7. Carding : merupakan kejahatan yang dilakukan untuk mencuri nomor kartu kredit miik orang lain digunakan dalam transaksi perdagangan di internet.
8. Hacking dan Cracker: Hacker mengacu pada seseorang yang punya minat besar untuk mempelajari system computer secara detail dan cara meningkatkan kapabilitasnya. Cracker merupakan orang yang sering melakukan aksi-aksi perusakan di internet.
9. Cybersquatting dan Typosquatting: Cybersquatting merupakan kejahatan yang dilakukan dengan mendaftarkan domain nama perusahaan orang lain dan kemudian berusaha menjualnya kepada perusahaan tersebut dengan harga yang lebih mahal. Typosquatting adalh kejahatan dengan membuat domain plesetan (domain yang mirip dengan nama domain orang lain).
10. Hijacking: merupakan kejahatan yang melakukan pembajakan hasil karya orang lain. Hal yang sering terjadi adalah pembajakan perangkat lunak (software provacy).
11. Cyber Terorism : merupakan tindakan yang mengancam pemerintah atau warganegara ke situs pemerintah atau militer.

Entri data tersimpan:
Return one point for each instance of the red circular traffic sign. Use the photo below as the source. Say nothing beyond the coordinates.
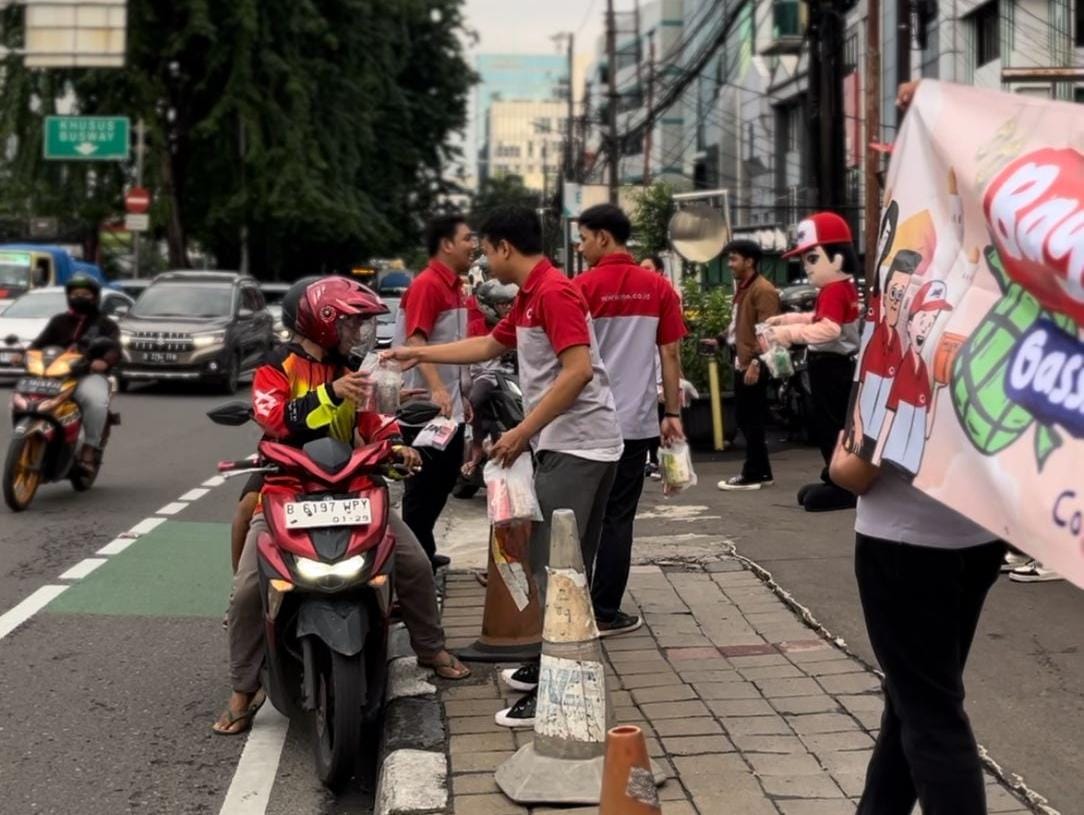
(138, 201)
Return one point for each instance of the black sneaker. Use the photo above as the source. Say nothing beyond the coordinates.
(740, 482)
(621, 623)
(520, 714)
(525, 677)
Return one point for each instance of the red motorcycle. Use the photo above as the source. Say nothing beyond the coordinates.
(326, 573)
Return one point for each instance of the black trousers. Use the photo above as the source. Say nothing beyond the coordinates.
(751, 403)
(615, 551)
(426, 493)
(921, 607)
(830, 379)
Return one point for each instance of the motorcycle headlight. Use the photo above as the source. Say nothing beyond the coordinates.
(315, 571)
(206, 340)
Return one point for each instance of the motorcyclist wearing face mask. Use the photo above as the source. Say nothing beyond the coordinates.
(305, 391)
(78, 327)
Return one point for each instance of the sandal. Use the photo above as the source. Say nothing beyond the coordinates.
(450, 668)
(245, 718)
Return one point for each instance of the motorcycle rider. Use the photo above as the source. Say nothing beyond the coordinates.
(304, 392)
(493, 301)
(79, 326)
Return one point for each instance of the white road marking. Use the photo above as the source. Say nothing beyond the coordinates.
(84, 568)
(116, 546)
(250, 788)
(143, 527)
(12, 619)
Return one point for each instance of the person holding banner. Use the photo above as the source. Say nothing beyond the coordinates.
(923, 572)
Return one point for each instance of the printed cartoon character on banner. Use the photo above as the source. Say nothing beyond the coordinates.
(1023, 363)
(830, 331)
(912, 401)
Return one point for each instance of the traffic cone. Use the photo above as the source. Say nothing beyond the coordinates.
(512, 622)
(628, 779)
(564, 763)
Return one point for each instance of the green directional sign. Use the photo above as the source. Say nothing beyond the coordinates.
(87, 138)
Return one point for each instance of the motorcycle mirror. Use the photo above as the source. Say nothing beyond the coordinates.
(233, 414)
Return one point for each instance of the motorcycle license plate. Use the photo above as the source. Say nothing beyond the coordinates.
(338, 513)
(35, 385)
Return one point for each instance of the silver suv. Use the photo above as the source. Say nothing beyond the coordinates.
(196, 326)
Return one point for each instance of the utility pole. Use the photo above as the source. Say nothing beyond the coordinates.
(826, 103)
(614, 151)
(650, 103)
(140, 149)
(873, 134)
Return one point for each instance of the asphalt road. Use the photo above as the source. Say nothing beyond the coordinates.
(107, 694)
(1026, 674)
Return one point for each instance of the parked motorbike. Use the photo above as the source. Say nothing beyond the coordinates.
(502, 411)
(326, 580)
(48, 426)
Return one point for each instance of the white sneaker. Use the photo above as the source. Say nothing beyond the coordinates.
(1014, 560)
(1034, 572)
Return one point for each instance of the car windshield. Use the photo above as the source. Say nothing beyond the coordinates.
(38, 305)
(184, 300)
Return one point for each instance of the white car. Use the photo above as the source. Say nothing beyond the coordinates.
(25, 318)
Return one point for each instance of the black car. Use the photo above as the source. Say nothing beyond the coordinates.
(196, 326)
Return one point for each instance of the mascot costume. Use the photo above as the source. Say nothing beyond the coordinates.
(831, 333)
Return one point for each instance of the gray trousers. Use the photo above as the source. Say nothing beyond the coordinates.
(92, 396)
(565, 481)
(414, 584)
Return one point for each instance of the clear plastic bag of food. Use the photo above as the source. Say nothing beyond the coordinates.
(387, 382)
(510, 492)
(675, 465)
(778, 362)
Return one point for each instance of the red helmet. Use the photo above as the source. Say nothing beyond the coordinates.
(330, 299)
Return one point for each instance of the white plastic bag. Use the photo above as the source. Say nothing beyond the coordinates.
(510, 492)
(387, 380)
(675, 464)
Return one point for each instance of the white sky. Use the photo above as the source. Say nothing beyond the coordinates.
(526, 26)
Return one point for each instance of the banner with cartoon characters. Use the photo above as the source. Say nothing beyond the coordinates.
(970, 379)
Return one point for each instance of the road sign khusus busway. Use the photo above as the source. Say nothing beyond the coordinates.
(87, 138)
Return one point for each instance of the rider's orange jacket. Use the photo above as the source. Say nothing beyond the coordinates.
(294, 402)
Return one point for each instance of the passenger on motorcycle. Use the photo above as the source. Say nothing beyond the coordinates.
(79, 326)
(493, 300)
(304, 392)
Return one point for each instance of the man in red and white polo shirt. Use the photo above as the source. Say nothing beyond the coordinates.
(434, 311)
(639, 323)
(570, 418)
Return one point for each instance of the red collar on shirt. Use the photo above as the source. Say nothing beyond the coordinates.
(537, 274)
(450, 277)
(617, 258)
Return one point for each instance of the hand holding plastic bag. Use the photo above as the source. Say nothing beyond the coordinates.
(675, 465)
(510, 492)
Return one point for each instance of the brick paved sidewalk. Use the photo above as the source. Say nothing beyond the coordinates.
(748, 710)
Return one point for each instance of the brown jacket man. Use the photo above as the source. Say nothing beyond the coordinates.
(756, 299)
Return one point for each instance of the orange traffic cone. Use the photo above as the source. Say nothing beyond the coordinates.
(512, 622)
(628, 780)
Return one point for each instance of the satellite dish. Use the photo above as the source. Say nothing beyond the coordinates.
(698, 233)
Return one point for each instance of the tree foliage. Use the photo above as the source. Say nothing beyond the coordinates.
(650, 218)
(323, 126)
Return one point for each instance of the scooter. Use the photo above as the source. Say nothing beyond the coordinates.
(502, 411)
(326, 580)
(48, 426)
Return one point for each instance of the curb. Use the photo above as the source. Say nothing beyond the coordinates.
(413, 776)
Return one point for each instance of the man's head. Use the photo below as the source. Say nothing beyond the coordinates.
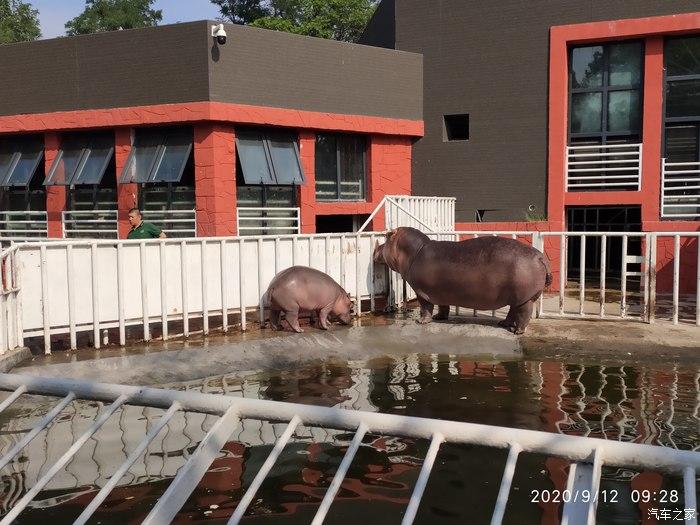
(134, 217)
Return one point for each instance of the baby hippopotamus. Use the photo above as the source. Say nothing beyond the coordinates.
(302, 288)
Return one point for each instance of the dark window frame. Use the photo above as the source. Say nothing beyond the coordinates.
(156, 161)
(15, 143)
(669, 122)
(338, 173)
(71, 180)
(604, 135)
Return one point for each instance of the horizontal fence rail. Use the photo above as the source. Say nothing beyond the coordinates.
(168, 287)
(32, 224)
(604, 167)
(680, 190)
(94, 224)
(589, 455)
(268, 221)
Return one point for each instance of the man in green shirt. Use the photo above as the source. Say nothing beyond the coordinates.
(141, 229)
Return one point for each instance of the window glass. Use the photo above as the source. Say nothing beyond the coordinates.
(586, 111)
(254, 161)
(682, 143)
(285, 159)
(683, 98)
(623, 110)
(682, 56)
(326, 167)
(174, 157)
(98, 154)
(24, 156)
(587, 67)
(352, 168)
(66, 163)
(625, 64)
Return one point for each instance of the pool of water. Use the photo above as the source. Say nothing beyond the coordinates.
(644, 403)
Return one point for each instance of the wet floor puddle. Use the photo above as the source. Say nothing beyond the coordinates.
(641, 403)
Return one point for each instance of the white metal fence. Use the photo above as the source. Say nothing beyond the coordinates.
(588, 455)
(77, 286)
(268, 221)
(93, 224)
(604, 167)
(23, 224)
(680, 190)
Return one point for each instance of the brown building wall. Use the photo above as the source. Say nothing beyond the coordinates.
(161, 65)
(180, 63)
(490, 59)
(266, 68)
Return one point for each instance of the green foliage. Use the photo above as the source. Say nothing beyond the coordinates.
(111, 15)
(335, 19)
(19, 22)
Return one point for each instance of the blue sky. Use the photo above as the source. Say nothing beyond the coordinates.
(53, 14)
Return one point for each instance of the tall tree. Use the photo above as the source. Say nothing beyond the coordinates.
(111, 15)
(337, 19)
(19, 22)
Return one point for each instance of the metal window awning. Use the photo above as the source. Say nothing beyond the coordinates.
(19, 160)
(158, 155)
(82, 159)
(269, 158)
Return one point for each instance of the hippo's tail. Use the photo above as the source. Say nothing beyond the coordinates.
(548, 269)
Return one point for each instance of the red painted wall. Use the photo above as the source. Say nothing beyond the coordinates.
(55, 195)
(127, 194)
(215, 179)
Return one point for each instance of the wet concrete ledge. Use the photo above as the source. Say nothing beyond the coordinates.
(287, 350)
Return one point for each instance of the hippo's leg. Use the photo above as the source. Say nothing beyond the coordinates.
(426, 311)
(521, 317)
(509, 321)
(275, 319)
(323, 318)
(292, 317)
(443, 313)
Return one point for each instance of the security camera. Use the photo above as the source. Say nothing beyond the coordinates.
(219, 34)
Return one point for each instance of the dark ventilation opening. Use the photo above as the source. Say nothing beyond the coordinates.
(339, 223)
(456, 127)
(603, 219)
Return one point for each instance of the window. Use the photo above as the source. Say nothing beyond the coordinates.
(605, 92)
(19, 159)
(269, 157)
(82, 159)
(682, 61)
(340, 167)
(158, 155)
(456, 127)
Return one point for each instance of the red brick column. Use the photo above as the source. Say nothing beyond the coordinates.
(389, 171)
(307, 192)
(215, 179)
(127, 194)
(55, 195)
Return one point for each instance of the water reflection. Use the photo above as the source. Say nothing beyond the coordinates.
(645, 404)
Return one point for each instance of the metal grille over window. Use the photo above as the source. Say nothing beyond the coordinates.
(340, 167)
(604, 151)
(158, 155)
(82, 159)
(680, 190)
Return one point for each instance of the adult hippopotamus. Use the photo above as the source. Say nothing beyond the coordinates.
(485, 273)
(302, 288)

> [Yang Dibutuhkan]
Jawablah pertanyaan berikut berdasarkan teks tentang kejahatan siber.
(a) Apa yang dicuri dalam kejahatan carding?
(b) Domain seperti apa yang dibuat dalam typosquatting?
(c) Apa contoh hijacking yang sering terjadi?

> [Ruang Jawaban]
(a) Nomor kartu kredit milik orang lain.
(b) Domain plesetan, yaitu domain yang mirip dengan nama domain orang lain.
(c) Pembajakan perangkat lunak.